[A block of data]
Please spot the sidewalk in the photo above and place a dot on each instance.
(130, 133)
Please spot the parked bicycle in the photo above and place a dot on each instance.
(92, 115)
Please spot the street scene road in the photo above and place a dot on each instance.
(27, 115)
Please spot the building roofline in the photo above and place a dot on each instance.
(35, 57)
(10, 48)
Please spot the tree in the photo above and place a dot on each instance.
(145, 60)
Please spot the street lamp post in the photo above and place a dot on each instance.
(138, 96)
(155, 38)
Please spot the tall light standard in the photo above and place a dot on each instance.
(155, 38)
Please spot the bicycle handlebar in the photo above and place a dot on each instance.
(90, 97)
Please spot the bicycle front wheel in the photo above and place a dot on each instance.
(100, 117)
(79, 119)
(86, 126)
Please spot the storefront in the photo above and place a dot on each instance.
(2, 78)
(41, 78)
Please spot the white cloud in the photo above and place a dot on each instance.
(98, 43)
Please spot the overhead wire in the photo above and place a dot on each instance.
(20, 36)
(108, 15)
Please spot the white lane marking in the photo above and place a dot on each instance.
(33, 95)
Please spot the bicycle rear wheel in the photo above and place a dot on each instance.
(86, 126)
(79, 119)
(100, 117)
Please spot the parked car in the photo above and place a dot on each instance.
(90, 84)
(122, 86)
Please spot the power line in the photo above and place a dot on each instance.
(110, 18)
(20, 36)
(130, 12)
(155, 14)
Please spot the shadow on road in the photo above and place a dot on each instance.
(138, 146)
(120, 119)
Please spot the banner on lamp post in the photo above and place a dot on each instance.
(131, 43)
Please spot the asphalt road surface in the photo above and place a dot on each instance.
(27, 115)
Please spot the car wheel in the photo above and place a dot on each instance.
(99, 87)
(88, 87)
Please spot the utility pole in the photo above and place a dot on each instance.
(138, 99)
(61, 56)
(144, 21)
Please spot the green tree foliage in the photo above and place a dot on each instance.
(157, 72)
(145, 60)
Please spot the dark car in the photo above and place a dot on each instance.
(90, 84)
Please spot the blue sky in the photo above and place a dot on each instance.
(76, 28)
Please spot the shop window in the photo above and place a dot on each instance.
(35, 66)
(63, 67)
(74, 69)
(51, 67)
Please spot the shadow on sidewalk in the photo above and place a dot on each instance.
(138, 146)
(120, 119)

▸ **What is needed**
The lines to reproduce run from the line containing "Please spot the white lane" to the end of the listing; write them out exactly and add nothing.

▸ **Expected output**
Please spot the white lane marking in the photo above and place a dot on each instance.
(33, 95)
Please spot the bicycle rear wheel in the photo above and place a dot on each instance.
(86, 126)
(79, 119)
(100, 117)
Please spot the parked car in the photo above and place a dot on each instance.
(90, 84)
(122, 86)
Please spot the power line in the photo above and place a dot on each instance.
(110, 18)
(20, 36)
(130, 12)
(155, 14)
Please spot the shadow on road in the photo above and place a dot on each instance.
(138, 146)
(120, 119)
Please spot the banner on lamp post in the photo above and place a dot on each instance.
(131, 43)
Please spot the asphalt road surface in the photo above and place a dot on each instance.
(27, 115)
Please spot the car wheel in the photo above and place a dot on each instance.
(99, 87)
(88, 87)
Please spot the utility pole in the photo above and place a dot on each instance.
(138, 99)
(61, 56)
(144, 21)
Please spot the green tree foliage in the photo above and place a dot on each instance.
(157, 72)
(145, 60)
Please spot the dark car in the photo above and place a dot on each instance.
(90, 84)
Please spot the blue sky in the photo above and place a dot on each instance.
(76, 28)
Please spot the shop window in the photo above and place a dot on each instance.
(35, 66)
(63, 67)
(74, 69)
(51, 67)
Please spot the shadow on sidewalk in the photo above and place a dot on each instance.
(138, 146)
(120, 119)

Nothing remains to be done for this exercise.